◆ INPUT FOR THIS TASK

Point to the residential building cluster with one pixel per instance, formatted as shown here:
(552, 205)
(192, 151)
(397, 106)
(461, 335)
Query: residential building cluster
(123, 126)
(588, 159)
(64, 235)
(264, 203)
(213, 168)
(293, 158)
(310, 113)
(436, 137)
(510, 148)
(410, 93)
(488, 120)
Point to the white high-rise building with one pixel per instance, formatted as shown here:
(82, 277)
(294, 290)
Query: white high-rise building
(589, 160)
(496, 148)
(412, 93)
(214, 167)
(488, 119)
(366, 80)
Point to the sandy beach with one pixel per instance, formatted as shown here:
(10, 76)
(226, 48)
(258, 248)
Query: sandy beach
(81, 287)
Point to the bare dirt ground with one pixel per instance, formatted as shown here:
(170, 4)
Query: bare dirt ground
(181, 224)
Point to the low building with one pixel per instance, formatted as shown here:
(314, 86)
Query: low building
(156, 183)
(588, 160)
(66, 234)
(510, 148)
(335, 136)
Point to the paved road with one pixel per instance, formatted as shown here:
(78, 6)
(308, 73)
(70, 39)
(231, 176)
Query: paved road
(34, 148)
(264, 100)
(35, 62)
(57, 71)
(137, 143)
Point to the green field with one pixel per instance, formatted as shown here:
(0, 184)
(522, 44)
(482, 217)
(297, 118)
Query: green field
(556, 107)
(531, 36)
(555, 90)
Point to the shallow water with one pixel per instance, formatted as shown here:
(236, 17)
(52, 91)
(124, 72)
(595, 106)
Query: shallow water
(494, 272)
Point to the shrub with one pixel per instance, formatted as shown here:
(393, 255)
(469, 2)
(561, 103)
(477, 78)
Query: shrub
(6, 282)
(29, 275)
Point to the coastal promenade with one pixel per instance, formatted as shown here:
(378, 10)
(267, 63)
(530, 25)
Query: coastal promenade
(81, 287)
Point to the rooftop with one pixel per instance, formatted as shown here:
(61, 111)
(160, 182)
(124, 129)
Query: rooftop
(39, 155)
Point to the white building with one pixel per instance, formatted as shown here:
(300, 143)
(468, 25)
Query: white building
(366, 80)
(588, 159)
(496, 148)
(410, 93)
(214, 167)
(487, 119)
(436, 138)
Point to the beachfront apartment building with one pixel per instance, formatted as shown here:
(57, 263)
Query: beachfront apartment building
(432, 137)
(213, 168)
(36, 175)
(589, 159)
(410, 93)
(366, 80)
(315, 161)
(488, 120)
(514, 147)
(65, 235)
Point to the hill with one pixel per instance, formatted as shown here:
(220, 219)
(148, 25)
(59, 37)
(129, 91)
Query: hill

◆ WORK INSTRUCTIONS
Looking at the entries above, copy out every line in which "hill" occurs.

◆ COMPLETED EXERCISE
Point to the hill with one pixel per instance, formatted as shown here:
Query: hill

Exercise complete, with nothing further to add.